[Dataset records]
+++

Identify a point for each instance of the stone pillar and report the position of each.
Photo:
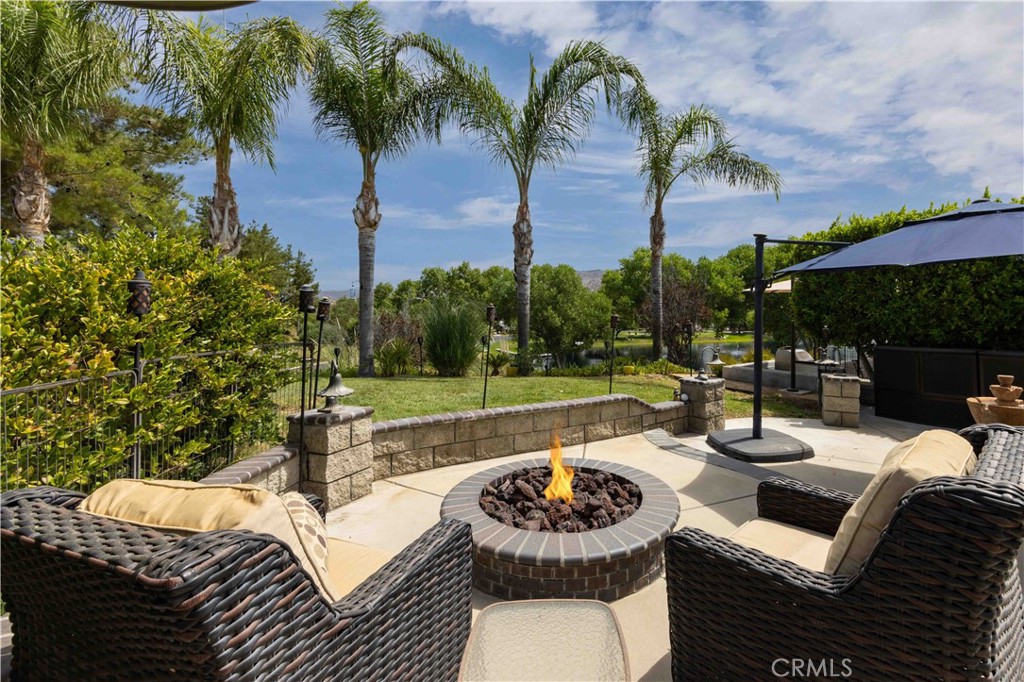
(338, 463)
(841, 400)
(707, 400)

+++

- EXERCISE PROMPT -
Your task is to repeat the data above exactly while excluding the pictures.

- TASK SOLUTION -
Identify a point for each instance of the stone pillar and report the position of each.
Photo:
(338, 463)
(841, 400)
(707, 400)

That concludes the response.